## Problem to work on
Reproduce the following data line for line, changing nothing.
* begin Task input *
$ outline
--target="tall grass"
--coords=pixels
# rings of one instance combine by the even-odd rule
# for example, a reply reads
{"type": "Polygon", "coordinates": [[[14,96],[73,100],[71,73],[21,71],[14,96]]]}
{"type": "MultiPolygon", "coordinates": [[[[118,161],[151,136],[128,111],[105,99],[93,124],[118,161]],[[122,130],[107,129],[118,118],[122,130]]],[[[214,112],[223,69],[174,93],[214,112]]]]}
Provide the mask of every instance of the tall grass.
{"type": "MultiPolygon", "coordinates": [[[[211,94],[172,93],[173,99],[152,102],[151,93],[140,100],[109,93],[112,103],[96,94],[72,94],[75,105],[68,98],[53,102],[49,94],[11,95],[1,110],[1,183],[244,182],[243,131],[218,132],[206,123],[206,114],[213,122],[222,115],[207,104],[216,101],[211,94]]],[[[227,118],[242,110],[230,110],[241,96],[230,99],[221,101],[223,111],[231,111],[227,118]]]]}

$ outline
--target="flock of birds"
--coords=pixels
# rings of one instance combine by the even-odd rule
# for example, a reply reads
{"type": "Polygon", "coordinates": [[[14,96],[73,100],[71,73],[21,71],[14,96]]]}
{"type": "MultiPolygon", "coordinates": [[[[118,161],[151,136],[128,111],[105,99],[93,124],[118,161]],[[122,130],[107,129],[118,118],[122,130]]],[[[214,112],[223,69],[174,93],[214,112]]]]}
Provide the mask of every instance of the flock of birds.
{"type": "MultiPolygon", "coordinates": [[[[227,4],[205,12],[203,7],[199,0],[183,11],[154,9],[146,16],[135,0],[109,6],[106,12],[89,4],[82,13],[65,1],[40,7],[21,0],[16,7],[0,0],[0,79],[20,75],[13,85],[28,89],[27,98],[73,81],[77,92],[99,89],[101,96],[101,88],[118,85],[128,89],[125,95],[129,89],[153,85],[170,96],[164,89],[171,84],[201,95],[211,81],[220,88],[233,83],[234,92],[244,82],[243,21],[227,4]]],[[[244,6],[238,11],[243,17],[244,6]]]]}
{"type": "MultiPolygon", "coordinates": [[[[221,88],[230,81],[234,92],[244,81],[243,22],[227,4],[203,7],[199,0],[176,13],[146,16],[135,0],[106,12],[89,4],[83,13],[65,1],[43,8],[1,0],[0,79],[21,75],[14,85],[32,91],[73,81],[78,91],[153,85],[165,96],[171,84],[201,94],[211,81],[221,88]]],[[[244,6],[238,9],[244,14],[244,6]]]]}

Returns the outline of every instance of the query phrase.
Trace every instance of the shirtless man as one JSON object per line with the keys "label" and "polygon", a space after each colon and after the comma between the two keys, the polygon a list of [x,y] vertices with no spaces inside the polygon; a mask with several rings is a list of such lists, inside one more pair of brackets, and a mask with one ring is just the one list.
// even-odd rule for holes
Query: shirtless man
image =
* end Task input *
## Result for this task
$ outline
--target="tall grass"
--coords=pixels
# rings of one instance combine by the even-odd rule
# for example, a reply reads
{"type": "Polygon", "coordinates": [[[14,96],[73,100],[71,73],[21,71],[14,96]]]}
{"type": "MultiPolygon", "coordinates": [[[[118,161],[151,136],[128,111],[105,99],[93,124],[118,161]],[[122,130],[107,129],[118,118],[122,130]]],[[[214,112],[223,69],[174,93],[214,112]]]]}
Provide the mask of every instance of the tall grass.
{"type": "MultiPolygon", "coordinates": [[[[211,94],[172,93],[173,99],[152,102],[151,93],[140,100],[109,93],[112,103],[96,94],[72,94],[75,105],[68,98],[53,102],[49,94],[11,95],[1,110],[1,183],[244,182],[243,131],[218,132],[206,123],[206,114],[213,122],[222,115],[207,104],[216,101],[211,94]]],[[[227,118],[242,110],[230,110],[241,96],[230,99],[221,101],[223,111],[231,111],[227,118]]]]}

$ outline
--target="flock of birds"
--coords=pixels
# rings of one instance combine by the even-odd rule
# for example, a reply reads
{"type": "Polygon", "coordinates": [[[14,96],[73,100],[71,73],[21,71],[14,96]]]}
{"type": "MultiPolygon", "coordinates": [[[[118,161],[151,136],[128,111],[105,99],[93,124],[118,161]],[[122,130],[107,129],[118,118],[122,130]]],[[[214,112],[223,69],[174,93],[214,112]]]]}
Provide the mask of every instance of the flock of birds.
{"type": "MultiPolygon", "coordinates": [[[[227,4],[205,12],[203,7],[199,0],[183,11],[154,9],[146,16],[135,0],[109,6],[106,12],[89,4],[82,13],[65,1],[40,7],[21,0],[16,7],[0,0],[0,79],[20,75],[13,85],[28,89],[27,98],[73,81],[77,92],[99,89],[101,96],[101,88],[118,85],[128,89],[125,95],[129,89],[153,85],[170,96],[164,89],[171,84],[201,95],[211,81],[220,88],[233,83],[234,92],[244,82],[243,21],[227,4]]],[[[244,6],[238,11],[243,17],[244,6]]]]}
{"type": "MultiPolygon", "coordinates": [[[[221,88],[230,81],[234,92],[244,81],[243,22],[227,4],[203,7],[199,0],[176,13],[146,16],[135,0],[106,12],[89,4],[83,13],[65,1],[43,8],[1,0],[0,79],[21,75],[14,85],[32,91],[73,81],[78,91],[153,85],[165,96],[171,84],[201,94],[211,81],[221,88]]],[[[244,6],[238,9],[244,14],[244,6]]]]}

Returns the outline of every instance of the query phrase.
Trace every instance of the shirtless man as one JSON object per line with the keys "label" and "polygon", a space after each colon and after the comma between the two keys, the polygon a list of [x,y] vertices with no spaces inside the polygon; a mask with several rings is a list of such lists, inside one more pair of brackets, and a mask with one ring is just the one list.
// even-odd rule for holes
Query: shirtless man
image =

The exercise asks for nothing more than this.